Исходные записи >>
• • • •
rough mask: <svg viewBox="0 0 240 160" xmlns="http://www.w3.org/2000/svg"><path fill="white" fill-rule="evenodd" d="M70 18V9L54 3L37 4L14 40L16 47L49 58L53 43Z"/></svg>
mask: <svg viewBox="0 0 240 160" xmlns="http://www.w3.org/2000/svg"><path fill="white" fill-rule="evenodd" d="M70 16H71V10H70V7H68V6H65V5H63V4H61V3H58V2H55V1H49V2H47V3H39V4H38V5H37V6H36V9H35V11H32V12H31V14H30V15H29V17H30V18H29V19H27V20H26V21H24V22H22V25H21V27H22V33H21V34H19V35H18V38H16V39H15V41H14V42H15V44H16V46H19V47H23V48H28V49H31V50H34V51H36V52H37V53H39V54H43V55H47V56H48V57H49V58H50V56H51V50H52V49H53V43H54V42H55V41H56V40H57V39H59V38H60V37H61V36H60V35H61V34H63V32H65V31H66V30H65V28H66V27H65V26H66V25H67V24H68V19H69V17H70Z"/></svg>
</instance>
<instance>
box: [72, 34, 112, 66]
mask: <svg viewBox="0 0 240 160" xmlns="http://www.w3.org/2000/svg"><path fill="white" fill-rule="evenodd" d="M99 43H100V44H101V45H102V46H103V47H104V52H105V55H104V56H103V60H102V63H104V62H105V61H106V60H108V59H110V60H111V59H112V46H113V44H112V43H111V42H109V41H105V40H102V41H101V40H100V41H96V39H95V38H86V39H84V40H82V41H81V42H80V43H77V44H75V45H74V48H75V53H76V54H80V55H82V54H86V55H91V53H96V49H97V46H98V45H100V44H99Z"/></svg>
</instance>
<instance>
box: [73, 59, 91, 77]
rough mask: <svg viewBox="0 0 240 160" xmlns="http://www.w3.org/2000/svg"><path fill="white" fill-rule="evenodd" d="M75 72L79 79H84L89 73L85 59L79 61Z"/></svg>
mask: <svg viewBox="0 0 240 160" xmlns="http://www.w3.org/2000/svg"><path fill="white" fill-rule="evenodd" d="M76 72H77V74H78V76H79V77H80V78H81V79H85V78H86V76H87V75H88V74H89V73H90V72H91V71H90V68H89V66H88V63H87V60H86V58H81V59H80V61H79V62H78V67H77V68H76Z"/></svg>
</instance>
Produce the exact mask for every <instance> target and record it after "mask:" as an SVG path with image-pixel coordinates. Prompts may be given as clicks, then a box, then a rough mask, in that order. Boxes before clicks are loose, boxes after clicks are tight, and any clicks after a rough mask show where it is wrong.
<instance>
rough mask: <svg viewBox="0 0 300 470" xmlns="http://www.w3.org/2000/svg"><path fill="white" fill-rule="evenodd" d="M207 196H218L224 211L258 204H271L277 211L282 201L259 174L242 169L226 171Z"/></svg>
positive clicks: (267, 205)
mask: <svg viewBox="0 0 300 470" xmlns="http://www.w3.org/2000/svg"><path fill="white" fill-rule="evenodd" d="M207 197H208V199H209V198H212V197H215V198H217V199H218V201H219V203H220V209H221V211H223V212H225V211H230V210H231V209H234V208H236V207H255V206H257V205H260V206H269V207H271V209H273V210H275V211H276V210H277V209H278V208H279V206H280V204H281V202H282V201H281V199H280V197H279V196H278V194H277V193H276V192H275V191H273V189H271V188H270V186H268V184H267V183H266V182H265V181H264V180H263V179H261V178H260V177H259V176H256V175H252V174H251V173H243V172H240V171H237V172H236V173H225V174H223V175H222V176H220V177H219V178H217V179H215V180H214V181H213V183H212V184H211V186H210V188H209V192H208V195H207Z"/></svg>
• • • •
Задание >>
Найдите в записях выше все строки со словом «clicks» и перепишите их.

Ответ >>
Produce the exact mask for every <instance> target and record it after "mask:" as an SVG path with image-pixel coordinates. Prompts may be given as clicks, then a box, then a rough mask, in that order. Boxes before clicks are loose, boxes after clicks are tight, and any clicks after a rough mask show where it is wrong.
positive clicks: (267, 205)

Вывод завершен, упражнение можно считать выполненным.